*Exercise directions:* Lay out the lines below as a Markdown table with the columns "Number" and "Line", numbering each line and skipping blank ones. Leave the pictures out.

*Provided entries:*
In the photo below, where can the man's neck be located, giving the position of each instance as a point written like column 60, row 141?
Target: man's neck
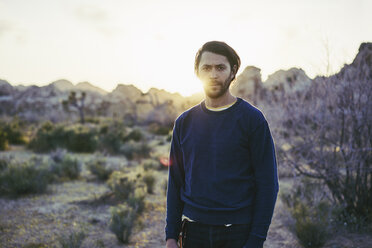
column 226, row 99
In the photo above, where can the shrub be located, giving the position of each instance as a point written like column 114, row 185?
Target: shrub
column 149, row 180
column 3, row 140
column 23, row 178
column 82, row 139
column 72, row 240
column 112, row 137
column 151, row 164
column 14, row 134
column 122, row 220
column 77, row 139
column 99, row 168
column 68, row 168
column 311, row 213
column 165, row 186
column 133, row 150
column 135, row 135
column 159, row 129
column 121, row 185
column 48, row 138
column 330, row 136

*Problem solution:*
| Number | Line |
|---|---|
| 1 | In the photo below, where can the man's neck be located, giving the position of each instance as a point written like column 60, row 141? |
| 2 | Target: man's neck |
| 3 | column 226, row 99 |
| 4 | In the photo above, where can the shrub be located, giving the position of each instance as a point written like column 114, row 185? |
| 5 | Target: shrub |
| 6 | column 149, row 180 |
| 7 | column 3, row 140 |
| 8 | column 23, row 178 |
| 9 | column 82, row 139 |
| 10 | column 72, row 240 |
| 11 | column 112, row 137 |
| 12 | column 151, row 164 |
| 13 | column 14, row 134 |
| 14 | column 122, row 220 |
| 15 | column 77, row 139 |
| 16 | column 99, row 168 |
| 17 | column 68, row 168 |
| 18 | column 311, row 213 |
| 19 | column 165, row 186 |
| 20 | column 133, row 150 |
| 21 | column 135, row 135 |
| 22 | column 159, row 129 |
| 23 | column 121, row 185 |
| 24 | column 48, row 138 |
| 25 | column 330, row 136 |